■ WHAT YOU HAVE TO DO ■
Provide the number of lines in the records that hold the string "shadow", without any other words.

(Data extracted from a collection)
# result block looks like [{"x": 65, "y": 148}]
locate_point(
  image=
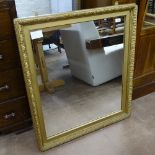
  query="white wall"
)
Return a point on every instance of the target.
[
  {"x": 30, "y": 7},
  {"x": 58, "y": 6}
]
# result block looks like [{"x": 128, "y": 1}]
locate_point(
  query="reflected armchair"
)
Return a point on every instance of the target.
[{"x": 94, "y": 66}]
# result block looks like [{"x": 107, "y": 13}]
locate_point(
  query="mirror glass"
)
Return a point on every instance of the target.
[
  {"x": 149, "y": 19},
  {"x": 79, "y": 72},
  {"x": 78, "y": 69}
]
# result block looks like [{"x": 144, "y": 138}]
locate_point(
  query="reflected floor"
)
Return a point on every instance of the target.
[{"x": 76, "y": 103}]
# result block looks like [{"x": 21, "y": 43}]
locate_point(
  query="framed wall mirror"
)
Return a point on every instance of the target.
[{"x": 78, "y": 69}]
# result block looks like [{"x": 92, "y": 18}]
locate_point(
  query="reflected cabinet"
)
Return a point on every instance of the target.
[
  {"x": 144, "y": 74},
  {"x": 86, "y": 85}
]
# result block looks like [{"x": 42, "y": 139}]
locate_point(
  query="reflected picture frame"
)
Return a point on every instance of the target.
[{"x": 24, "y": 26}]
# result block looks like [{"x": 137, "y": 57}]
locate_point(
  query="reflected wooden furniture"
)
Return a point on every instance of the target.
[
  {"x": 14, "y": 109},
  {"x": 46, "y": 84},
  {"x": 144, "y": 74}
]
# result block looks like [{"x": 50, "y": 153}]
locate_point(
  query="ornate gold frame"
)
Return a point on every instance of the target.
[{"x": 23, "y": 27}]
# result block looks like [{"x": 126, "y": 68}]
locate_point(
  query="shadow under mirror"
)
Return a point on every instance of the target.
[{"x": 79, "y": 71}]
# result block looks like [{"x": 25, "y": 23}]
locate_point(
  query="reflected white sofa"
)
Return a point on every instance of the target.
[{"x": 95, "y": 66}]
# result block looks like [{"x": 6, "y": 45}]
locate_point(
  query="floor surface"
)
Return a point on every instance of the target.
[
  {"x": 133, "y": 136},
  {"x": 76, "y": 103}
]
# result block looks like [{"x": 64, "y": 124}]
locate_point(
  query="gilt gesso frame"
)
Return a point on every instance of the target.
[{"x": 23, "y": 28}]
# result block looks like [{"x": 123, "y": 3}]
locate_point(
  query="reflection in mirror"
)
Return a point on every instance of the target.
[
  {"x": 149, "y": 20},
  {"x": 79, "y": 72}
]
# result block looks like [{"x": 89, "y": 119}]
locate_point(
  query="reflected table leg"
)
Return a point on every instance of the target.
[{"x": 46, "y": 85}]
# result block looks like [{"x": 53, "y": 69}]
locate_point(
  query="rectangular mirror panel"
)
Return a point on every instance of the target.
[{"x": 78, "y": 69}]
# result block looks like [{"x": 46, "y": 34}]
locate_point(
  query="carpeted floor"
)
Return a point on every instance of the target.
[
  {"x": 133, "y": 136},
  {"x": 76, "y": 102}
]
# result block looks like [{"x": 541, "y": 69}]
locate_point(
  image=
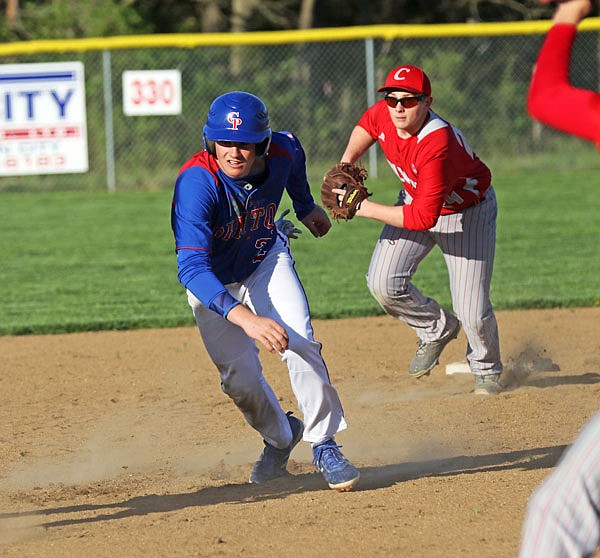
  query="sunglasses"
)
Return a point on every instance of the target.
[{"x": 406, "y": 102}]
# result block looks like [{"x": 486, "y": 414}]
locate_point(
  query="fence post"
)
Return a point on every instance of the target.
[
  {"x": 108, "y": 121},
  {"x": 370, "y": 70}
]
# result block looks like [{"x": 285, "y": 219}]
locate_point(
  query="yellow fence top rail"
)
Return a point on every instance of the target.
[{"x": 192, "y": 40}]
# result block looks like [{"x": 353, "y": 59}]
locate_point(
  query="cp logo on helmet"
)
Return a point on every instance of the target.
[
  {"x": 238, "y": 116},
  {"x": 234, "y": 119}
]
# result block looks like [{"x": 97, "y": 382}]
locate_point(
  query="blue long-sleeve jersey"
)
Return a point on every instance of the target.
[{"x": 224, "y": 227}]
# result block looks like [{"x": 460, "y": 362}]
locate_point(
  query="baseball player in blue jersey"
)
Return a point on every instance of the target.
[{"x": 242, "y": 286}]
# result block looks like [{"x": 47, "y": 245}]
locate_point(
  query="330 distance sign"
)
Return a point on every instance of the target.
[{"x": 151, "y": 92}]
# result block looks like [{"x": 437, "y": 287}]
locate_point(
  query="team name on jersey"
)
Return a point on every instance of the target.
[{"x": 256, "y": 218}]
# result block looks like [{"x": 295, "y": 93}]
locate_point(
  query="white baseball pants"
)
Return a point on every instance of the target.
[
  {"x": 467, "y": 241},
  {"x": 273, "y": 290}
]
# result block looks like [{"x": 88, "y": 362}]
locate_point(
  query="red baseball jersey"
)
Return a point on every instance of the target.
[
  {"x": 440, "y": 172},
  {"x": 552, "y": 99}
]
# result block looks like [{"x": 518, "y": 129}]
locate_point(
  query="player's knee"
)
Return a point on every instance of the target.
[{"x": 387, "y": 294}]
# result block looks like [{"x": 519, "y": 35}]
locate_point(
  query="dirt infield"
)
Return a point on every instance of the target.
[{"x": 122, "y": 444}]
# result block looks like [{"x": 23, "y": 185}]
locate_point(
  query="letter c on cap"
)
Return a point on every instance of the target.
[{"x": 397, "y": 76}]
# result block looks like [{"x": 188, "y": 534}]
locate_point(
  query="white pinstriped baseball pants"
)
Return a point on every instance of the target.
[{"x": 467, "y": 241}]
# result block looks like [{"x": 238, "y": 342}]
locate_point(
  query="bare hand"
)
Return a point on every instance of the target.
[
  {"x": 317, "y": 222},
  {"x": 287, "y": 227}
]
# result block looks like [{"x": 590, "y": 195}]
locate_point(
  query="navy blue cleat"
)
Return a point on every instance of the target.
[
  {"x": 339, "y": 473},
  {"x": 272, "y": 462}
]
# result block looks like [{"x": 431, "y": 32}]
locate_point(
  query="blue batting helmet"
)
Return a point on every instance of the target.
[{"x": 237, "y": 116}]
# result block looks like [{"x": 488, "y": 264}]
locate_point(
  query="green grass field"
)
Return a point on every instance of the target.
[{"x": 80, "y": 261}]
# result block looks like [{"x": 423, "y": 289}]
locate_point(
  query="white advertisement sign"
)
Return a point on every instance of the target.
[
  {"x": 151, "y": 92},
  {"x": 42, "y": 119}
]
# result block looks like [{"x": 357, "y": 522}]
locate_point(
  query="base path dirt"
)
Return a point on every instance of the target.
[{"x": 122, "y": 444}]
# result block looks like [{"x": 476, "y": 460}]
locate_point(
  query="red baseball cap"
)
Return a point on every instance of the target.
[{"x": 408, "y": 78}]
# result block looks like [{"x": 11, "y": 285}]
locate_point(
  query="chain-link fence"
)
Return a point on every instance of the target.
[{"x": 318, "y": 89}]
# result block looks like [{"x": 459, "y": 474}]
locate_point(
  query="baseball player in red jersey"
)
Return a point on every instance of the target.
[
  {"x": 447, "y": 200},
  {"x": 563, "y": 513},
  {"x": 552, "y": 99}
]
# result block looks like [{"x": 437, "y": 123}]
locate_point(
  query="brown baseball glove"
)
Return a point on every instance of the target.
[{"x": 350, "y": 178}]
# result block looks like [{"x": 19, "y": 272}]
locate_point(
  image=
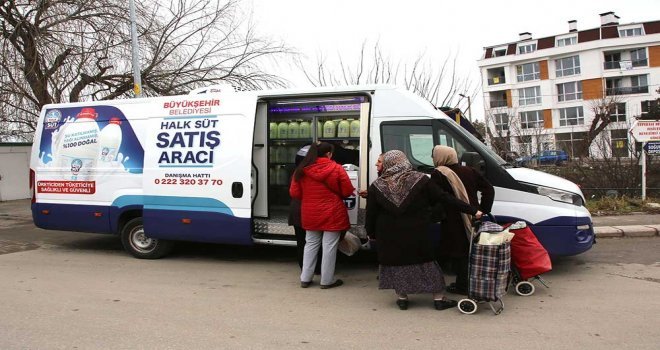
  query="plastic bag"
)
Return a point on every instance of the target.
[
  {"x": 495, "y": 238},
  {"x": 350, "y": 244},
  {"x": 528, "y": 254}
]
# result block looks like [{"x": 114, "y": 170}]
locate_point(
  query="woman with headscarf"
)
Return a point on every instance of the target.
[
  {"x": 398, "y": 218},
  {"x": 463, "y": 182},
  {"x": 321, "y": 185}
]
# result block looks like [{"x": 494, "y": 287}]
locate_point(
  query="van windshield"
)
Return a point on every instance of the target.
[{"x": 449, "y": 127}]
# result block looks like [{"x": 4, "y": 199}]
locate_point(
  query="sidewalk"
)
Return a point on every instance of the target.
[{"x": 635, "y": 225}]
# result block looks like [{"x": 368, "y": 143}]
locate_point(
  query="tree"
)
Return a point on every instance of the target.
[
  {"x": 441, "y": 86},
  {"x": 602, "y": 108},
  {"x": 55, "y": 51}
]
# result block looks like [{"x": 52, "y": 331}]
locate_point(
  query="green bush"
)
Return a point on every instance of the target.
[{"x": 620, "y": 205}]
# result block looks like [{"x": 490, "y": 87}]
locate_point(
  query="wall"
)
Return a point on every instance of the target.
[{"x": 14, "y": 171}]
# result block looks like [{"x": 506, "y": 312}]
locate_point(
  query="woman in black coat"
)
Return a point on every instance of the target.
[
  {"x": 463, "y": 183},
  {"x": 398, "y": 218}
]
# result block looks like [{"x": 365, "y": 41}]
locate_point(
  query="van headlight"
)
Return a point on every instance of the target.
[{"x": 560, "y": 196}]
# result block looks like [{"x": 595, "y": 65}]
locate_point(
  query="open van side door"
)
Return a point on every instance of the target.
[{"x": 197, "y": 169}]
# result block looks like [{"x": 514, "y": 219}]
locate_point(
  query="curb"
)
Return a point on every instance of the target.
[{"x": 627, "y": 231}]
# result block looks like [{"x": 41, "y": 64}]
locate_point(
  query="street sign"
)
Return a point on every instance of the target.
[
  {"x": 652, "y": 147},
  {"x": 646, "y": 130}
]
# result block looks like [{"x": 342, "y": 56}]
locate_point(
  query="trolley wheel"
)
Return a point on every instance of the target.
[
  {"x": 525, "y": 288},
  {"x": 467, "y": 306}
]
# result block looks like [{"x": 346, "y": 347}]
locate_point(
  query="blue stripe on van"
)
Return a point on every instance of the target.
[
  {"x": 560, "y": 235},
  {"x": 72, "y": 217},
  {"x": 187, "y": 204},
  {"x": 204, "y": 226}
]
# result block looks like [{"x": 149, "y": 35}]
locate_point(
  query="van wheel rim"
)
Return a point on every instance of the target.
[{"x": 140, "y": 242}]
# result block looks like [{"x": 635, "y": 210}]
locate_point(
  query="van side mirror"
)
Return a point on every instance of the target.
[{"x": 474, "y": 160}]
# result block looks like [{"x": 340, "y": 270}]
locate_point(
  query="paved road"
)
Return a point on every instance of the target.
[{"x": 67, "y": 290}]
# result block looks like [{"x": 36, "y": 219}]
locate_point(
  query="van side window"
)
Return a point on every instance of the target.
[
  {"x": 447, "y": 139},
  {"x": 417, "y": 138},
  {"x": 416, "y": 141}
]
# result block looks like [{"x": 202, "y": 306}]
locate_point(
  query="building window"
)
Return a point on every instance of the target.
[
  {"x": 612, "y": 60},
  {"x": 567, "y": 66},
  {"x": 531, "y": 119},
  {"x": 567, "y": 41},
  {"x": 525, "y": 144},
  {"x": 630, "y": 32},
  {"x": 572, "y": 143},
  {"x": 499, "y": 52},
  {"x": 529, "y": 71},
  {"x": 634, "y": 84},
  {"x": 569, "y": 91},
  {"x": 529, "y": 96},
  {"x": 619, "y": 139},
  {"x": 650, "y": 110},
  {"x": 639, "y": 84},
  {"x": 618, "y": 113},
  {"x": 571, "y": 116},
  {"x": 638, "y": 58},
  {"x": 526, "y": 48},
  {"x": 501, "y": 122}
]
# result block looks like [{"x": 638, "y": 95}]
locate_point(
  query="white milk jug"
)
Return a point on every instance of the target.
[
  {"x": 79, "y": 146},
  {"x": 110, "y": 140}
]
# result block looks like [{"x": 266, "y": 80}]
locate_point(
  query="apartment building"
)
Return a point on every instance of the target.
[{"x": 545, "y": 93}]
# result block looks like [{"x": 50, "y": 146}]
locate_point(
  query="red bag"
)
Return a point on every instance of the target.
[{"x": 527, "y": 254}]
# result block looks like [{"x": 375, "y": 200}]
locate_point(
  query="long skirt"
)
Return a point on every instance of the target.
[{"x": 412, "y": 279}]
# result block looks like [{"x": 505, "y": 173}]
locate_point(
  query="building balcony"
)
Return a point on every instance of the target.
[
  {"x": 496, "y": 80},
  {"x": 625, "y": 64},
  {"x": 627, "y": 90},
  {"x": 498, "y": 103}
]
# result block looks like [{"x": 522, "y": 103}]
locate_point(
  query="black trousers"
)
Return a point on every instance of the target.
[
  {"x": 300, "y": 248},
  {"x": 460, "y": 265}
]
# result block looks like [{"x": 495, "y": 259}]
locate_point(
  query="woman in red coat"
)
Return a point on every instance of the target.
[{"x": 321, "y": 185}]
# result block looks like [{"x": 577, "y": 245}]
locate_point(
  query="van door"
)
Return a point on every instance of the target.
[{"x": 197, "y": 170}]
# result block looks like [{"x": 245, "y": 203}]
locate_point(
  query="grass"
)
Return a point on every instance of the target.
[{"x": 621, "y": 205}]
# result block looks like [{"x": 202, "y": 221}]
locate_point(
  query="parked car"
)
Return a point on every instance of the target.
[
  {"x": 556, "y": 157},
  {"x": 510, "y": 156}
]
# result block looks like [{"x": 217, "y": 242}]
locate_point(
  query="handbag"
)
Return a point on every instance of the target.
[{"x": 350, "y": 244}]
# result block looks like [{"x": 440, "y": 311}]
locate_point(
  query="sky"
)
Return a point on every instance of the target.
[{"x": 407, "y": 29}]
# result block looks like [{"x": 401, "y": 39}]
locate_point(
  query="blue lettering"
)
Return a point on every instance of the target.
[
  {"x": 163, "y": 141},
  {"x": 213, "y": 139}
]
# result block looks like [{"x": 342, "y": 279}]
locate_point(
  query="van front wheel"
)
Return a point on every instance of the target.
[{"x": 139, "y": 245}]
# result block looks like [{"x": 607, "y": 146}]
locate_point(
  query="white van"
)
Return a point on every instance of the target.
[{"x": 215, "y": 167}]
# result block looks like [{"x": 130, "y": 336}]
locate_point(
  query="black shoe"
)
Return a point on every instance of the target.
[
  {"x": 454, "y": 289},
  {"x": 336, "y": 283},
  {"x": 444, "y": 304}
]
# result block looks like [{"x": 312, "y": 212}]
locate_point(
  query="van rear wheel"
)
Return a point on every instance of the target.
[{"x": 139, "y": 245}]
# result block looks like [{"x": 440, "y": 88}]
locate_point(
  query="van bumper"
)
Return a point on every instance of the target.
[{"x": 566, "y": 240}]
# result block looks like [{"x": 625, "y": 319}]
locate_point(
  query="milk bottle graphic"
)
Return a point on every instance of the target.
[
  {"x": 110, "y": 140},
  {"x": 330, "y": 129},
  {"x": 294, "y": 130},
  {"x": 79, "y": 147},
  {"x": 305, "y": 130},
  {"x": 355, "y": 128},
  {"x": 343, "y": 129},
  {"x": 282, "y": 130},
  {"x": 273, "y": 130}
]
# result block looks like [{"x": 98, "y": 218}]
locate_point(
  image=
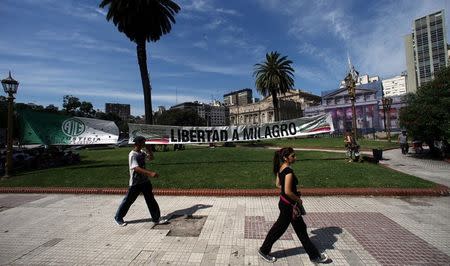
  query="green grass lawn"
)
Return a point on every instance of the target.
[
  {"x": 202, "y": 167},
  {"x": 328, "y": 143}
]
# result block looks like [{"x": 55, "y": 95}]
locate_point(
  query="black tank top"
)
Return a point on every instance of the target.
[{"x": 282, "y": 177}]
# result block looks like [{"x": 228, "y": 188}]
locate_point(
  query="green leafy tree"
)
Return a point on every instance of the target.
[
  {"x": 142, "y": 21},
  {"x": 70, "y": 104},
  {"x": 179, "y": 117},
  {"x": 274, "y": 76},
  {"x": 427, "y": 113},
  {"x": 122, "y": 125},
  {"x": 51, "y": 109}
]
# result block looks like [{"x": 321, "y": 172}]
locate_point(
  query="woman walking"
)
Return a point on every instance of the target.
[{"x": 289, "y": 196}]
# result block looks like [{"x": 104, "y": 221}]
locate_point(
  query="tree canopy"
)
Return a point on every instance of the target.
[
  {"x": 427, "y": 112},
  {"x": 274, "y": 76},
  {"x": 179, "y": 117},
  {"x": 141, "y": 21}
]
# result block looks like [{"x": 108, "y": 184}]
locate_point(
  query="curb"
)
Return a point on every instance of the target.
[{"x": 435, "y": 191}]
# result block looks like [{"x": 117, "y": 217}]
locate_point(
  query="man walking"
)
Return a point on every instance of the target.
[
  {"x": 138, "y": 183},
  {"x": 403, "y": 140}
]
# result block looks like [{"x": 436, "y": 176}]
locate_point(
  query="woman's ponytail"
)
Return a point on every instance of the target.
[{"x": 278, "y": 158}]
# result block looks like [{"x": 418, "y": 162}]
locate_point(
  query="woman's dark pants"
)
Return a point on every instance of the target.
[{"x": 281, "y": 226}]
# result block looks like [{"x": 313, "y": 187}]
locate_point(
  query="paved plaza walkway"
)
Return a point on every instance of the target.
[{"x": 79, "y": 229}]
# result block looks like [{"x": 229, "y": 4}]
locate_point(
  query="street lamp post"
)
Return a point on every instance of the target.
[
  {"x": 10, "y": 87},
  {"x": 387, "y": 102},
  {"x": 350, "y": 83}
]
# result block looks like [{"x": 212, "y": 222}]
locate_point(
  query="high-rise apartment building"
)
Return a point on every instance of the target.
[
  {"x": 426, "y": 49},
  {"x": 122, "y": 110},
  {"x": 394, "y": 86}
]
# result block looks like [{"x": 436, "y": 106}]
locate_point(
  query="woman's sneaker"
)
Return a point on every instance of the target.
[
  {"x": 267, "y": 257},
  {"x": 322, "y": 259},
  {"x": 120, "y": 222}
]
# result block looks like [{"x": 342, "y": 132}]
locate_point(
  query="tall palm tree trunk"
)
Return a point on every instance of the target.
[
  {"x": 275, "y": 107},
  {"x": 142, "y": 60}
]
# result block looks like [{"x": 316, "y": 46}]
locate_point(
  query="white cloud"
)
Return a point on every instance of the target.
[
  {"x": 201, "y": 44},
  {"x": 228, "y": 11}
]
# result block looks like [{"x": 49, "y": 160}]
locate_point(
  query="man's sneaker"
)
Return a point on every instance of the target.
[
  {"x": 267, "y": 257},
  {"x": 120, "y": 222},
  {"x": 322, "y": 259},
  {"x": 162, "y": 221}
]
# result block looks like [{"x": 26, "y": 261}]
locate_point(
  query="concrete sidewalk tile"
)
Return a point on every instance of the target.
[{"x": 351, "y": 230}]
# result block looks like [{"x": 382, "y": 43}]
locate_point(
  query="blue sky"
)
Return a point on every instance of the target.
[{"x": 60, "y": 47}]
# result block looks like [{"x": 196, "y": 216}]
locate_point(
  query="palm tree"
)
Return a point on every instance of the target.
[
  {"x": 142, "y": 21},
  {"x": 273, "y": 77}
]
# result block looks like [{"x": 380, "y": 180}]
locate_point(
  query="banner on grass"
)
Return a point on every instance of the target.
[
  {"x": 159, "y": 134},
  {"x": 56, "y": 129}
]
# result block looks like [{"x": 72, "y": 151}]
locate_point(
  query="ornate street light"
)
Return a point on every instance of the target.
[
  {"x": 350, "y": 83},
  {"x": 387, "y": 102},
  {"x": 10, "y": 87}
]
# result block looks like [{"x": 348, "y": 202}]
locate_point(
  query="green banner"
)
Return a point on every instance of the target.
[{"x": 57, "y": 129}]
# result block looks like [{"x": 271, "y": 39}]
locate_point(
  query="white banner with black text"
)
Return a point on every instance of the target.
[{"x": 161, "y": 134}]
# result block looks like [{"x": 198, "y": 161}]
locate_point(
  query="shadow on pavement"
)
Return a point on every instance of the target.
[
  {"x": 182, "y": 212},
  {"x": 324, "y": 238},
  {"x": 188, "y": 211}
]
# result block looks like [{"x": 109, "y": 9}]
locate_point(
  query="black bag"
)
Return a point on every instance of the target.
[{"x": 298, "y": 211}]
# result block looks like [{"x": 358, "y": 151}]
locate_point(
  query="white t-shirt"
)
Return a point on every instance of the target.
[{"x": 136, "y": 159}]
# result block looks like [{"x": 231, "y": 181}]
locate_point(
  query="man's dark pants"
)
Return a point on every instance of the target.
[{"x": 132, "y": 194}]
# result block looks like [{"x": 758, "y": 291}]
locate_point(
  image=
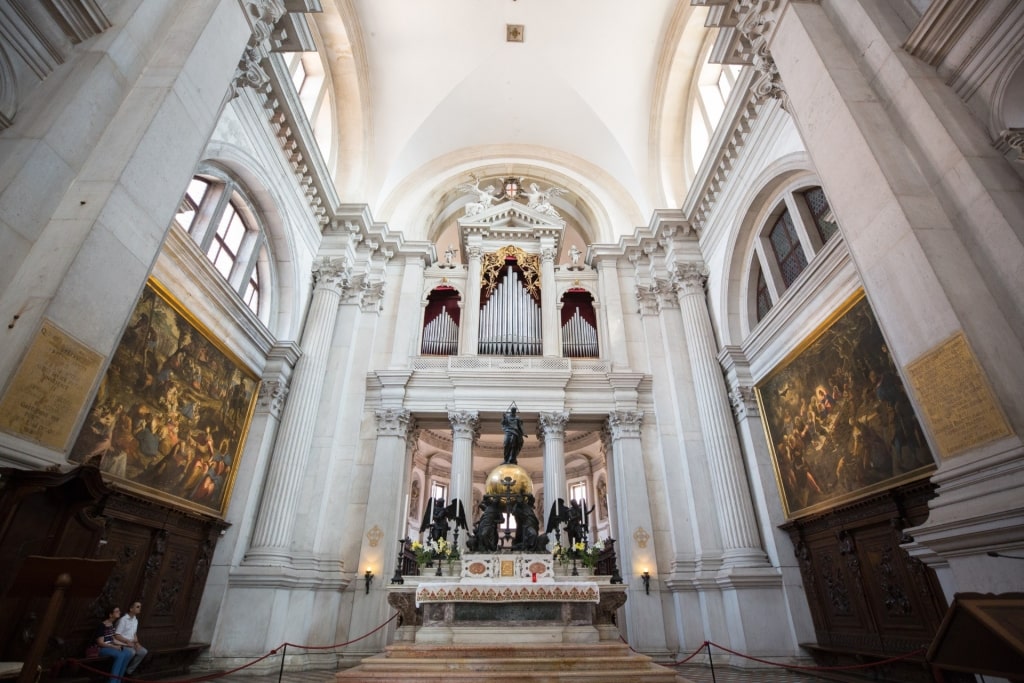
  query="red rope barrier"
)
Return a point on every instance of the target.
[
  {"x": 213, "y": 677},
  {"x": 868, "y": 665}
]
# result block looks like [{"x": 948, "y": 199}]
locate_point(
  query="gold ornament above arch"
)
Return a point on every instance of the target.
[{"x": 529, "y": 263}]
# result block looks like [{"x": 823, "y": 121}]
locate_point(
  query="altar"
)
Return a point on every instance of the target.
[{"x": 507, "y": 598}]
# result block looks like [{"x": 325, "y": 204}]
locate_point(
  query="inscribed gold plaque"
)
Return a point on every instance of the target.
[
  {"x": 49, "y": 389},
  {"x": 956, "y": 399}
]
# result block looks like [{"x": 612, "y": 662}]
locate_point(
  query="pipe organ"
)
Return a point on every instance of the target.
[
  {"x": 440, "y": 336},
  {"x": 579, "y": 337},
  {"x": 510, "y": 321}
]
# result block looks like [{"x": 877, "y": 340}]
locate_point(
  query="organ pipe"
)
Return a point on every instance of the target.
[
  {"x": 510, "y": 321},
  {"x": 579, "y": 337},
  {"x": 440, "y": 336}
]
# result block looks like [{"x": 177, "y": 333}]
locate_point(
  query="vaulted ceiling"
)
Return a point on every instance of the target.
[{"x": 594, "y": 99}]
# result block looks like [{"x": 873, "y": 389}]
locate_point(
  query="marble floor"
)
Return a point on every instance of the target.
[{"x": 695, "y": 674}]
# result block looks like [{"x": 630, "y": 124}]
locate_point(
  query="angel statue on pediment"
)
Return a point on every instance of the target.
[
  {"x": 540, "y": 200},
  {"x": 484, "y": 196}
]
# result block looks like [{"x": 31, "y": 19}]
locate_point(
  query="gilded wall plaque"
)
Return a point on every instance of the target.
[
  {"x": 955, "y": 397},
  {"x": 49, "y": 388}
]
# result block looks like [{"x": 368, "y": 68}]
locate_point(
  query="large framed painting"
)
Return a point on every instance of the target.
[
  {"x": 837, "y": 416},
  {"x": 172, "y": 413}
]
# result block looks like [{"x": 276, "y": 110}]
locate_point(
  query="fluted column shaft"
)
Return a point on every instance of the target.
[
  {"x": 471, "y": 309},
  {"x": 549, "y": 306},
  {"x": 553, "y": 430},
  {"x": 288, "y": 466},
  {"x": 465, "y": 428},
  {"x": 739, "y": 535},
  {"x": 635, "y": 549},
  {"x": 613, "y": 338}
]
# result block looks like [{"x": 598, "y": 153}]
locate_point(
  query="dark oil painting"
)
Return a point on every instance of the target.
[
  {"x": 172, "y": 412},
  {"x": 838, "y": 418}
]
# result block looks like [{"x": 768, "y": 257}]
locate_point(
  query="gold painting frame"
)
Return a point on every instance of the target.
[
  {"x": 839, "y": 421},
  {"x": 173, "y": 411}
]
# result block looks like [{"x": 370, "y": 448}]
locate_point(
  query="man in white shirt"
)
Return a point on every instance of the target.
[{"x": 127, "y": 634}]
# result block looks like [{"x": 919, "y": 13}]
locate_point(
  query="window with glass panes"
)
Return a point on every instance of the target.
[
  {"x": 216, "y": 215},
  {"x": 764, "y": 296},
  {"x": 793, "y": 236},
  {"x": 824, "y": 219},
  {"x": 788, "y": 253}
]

■ RESULT BELOW ■
2